[Records for processing]

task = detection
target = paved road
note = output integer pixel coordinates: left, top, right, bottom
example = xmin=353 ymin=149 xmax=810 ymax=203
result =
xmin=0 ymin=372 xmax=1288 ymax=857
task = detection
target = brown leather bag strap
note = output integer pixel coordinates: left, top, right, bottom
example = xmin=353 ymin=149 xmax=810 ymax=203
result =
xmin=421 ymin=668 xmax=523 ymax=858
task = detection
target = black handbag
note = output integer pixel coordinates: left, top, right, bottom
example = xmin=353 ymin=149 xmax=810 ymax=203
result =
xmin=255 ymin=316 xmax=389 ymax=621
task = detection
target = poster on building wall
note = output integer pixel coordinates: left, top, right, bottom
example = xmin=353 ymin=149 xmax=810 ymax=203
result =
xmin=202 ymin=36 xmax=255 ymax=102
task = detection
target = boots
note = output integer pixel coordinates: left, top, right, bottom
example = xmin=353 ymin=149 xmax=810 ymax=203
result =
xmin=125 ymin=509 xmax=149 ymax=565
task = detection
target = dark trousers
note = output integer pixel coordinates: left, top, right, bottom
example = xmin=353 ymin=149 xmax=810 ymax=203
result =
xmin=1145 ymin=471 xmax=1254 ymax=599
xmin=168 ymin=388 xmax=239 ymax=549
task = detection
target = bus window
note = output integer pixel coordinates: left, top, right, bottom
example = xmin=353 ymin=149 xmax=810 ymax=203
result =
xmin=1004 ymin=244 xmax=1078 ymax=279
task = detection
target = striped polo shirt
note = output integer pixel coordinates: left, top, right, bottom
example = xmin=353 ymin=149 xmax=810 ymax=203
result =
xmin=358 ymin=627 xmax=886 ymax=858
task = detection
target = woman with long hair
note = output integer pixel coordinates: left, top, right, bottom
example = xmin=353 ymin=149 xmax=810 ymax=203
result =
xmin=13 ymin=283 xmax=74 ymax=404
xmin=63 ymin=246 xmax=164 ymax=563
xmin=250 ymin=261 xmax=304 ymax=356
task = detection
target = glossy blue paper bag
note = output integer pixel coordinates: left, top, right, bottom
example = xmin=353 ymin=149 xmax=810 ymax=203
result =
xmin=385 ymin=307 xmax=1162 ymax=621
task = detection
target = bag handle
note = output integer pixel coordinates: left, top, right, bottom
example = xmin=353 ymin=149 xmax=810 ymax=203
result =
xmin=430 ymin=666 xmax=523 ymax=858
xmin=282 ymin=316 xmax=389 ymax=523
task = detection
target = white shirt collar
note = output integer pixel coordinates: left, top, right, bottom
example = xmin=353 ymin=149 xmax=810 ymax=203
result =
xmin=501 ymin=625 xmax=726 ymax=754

[Required work] Quote the records exactly as they appear, starting at the first line and ending at the line containing "xmin=202 ymin=36 xmax=255 ymax=102", with both of those lines included.

[Full answer]
task = detection
target = paved road
note = output integer pixel coordinates: left, top, right, bottom
example = xmin=353 ymin=149 xmax=810 ymax=203
result =
xmin=0 ymin=372 xmax=1288 ymax=857
task = detection
target = brown leather bag strap
note = output integer pixel coordinates: left, top, right, bottom
example = xmin=353 ymin=149 xmax=810 ymax=203
result =
xmin=421 ymin=668 xmax=523 ymax=858
task = detection
target = black handbag
note = output integer pixel coordinates: left, top, right, bottom
example = xmin=353 ymin=149 xmax=810 ymax=203
result =
xmin=255 ymin=316 xmax=389 ymax=621
task = detection
target = poster on building wall
note = output integer pixel coordinates: left, top, right, bottom
example = xmin=353 ymin=149 xmax=810 ymax=203
result =
xmin=202 ymin=36 xmax=255 ymax=102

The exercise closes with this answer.